Go through the data below line by line and count those containing the word "jacket". Reply with the count only.

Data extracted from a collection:
Content starts
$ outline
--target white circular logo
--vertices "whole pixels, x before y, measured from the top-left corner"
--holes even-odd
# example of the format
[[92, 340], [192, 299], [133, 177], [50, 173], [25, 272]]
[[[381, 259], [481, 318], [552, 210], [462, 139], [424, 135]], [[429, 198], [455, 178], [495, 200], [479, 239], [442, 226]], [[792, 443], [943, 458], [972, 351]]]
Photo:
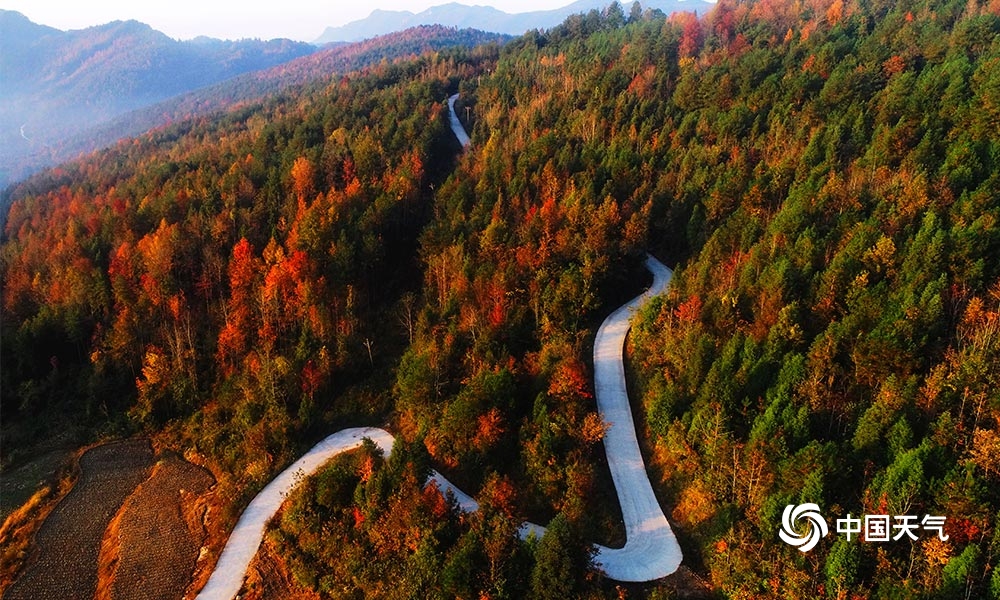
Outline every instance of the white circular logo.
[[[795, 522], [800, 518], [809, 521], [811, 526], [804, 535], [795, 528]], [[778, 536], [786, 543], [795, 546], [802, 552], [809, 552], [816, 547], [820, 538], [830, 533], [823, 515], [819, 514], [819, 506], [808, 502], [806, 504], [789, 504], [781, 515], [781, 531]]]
Content ends
Content starts
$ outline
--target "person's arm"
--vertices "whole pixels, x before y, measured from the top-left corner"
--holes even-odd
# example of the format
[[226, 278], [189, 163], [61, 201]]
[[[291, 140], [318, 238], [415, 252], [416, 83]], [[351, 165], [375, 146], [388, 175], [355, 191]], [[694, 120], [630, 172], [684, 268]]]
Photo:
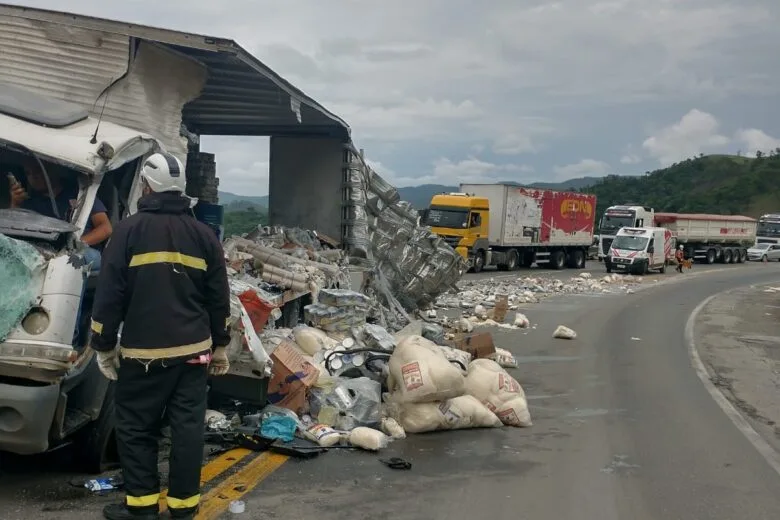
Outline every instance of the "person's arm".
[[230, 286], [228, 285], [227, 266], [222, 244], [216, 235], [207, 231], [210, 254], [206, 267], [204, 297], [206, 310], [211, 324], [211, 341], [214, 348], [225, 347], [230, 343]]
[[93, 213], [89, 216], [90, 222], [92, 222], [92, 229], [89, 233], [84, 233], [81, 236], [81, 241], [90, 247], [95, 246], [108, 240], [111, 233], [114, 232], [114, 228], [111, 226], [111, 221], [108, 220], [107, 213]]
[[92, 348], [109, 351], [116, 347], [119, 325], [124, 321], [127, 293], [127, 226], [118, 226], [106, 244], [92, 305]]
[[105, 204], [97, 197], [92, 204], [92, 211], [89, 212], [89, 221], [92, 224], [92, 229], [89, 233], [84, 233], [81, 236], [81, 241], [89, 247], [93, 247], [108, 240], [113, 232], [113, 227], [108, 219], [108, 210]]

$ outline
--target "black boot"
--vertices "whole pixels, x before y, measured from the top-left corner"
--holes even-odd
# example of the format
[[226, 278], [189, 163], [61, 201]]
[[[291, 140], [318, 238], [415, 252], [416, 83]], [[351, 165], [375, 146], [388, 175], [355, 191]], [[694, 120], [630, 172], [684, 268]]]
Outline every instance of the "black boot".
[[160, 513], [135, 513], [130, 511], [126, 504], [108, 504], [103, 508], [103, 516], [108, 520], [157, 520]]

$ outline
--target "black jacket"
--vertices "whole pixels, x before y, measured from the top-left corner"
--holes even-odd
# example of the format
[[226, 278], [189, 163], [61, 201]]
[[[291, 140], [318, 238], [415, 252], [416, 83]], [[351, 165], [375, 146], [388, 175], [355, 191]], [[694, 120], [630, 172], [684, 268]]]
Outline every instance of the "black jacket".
Content ends
Content starts
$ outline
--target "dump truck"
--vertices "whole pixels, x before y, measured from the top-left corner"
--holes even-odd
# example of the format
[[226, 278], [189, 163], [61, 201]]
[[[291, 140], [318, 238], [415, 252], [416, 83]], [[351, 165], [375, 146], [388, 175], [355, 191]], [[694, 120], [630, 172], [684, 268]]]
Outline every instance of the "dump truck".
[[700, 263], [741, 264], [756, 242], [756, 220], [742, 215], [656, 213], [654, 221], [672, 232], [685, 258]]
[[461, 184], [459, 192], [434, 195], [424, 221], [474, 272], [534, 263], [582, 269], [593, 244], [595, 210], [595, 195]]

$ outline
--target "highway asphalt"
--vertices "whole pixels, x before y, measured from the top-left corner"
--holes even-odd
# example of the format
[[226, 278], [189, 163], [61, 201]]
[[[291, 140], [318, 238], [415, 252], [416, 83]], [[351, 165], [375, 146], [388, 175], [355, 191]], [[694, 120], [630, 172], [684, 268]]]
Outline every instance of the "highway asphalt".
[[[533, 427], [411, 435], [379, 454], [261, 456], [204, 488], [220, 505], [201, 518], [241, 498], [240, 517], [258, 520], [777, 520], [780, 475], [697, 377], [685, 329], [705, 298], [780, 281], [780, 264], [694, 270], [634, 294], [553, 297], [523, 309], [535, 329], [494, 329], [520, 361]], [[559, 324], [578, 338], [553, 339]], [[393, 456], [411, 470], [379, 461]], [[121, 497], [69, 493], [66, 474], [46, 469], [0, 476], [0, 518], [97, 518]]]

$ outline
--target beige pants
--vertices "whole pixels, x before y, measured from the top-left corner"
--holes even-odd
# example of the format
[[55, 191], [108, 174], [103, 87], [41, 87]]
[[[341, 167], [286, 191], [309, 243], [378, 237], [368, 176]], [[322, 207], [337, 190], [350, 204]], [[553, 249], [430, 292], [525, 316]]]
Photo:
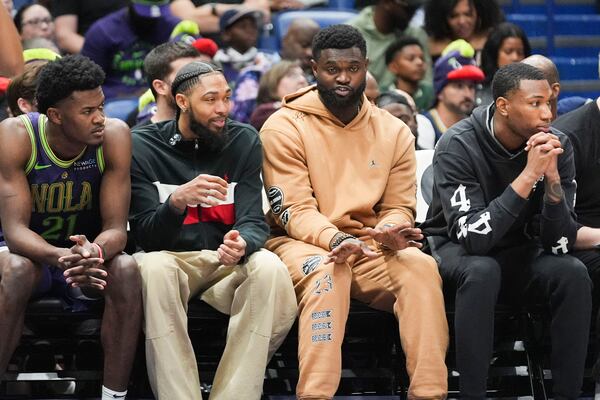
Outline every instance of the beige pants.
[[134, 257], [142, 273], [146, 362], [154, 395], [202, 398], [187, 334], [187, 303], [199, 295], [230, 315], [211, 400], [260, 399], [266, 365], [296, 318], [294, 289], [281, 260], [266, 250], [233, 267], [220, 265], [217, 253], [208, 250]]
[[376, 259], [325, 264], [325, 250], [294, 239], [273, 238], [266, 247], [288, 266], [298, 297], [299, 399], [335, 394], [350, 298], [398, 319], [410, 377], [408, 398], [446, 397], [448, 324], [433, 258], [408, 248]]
Content ends
EXERCISE OUTPUT
2